Requirement. Write out the data below word for word, from its first line through the line containing "[[476, 205], [72, 199], [416, 201]]", including both of those lines. Leave the pictures out of your answer.

___ Stored data ___

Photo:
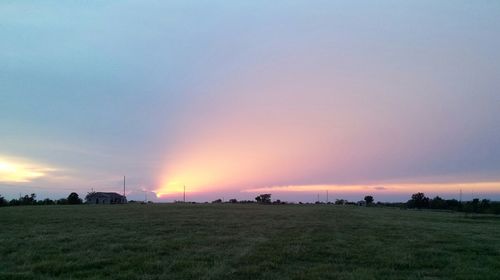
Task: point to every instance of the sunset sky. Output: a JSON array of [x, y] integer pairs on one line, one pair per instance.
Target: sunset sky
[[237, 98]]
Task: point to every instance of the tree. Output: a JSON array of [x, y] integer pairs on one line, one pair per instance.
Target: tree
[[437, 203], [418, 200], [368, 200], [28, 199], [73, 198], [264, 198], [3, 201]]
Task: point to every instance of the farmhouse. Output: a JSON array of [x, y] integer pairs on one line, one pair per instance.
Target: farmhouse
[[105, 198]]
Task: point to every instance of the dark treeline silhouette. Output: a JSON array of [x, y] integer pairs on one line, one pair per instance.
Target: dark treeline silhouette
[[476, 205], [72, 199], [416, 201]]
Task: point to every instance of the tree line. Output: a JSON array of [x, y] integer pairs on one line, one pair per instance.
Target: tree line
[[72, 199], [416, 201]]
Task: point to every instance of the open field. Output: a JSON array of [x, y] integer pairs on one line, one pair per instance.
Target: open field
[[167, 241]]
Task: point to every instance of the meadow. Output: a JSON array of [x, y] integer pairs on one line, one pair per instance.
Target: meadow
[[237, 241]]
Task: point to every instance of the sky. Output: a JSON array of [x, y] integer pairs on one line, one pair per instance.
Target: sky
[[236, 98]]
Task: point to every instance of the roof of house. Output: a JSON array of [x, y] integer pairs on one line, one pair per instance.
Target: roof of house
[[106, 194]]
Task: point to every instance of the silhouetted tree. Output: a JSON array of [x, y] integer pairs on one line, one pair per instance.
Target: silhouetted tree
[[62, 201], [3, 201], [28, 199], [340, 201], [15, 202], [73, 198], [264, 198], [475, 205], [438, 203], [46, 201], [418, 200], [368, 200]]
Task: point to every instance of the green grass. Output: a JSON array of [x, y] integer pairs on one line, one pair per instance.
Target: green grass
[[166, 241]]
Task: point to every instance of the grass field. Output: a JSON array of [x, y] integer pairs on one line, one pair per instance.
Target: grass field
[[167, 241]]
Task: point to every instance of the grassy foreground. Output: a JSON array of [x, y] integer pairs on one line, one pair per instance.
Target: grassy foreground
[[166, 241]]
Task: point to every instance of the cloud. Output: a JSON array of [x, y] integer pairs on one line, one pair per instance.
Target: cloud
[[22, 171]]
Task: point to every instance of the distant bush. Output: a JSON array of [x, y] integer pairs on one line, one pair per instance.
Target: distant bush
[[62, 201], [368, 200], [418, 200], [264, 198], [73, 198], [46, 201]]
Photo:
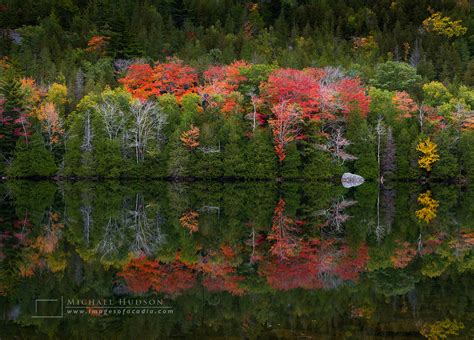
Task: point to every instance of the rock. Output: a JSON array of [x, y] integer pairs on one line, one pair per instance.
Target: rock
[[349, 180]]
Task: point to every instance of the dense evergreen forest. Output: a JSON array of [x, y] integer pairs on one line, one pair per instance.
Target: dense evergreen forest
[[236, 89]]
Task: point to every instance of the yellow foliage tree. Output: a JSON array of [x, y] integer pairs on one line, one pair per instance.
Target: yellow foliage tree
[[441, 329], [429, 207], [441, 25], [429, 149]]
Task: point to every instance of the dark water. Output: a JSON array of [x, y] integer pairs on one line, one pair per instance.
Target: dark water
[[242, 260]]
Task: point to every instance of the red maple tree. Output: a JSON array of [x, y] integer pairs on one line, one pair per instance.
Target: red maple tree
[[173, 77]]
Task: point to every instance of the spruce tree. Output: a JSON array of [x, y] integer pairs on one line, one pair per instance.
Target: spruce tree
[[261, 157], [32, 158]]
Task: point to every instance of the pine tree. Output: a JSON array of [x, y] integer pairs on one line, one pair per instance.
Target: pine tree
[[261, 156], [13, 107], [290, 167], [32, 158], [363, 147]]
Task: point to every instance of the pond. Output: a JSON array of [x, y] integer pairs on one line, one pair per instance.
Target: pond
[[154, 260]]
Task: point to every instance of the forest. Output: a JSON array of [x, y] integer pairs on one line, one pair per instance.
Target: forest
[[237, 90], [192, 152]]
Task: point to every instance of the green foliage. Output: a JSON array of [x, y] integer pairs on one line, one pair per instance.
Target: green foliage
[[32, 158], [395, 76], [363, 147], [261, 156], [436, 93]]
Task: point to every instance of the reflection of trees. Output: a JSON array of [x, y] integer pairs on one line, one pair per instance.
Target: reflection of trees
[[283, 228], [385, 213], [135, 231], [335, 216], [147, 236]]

___

Correct output.
Photo:
Task: point to every instance of the sunset sky. Output: a JSON array of [x, y] integer pairs on one line, one pair per instance.
Target: sunset sky
[[237, 98]]
Task: point to every instance of the tree. Output: a JSON array of [x, y] integer pairs on one line, one pair per instance.
Target: tree
[[437, 203], [418, 200], [368, 200], [28, 199], [73, 198], [264, 198], [3, 201]]
Task: point to every instance of the farmhouse. Output: a JSON array of [x, y] integer pairs on one line, one pair per instance.
Target: farmhouse
[[105, 198]]
Task: point to every instance of the dark treeline silhouette. Output: a JSON array of [x, y] integer pairs on one line, one pair per instance.
Target: dark treeline silhouette
[[476, 205], [72, 199], [416, 201]]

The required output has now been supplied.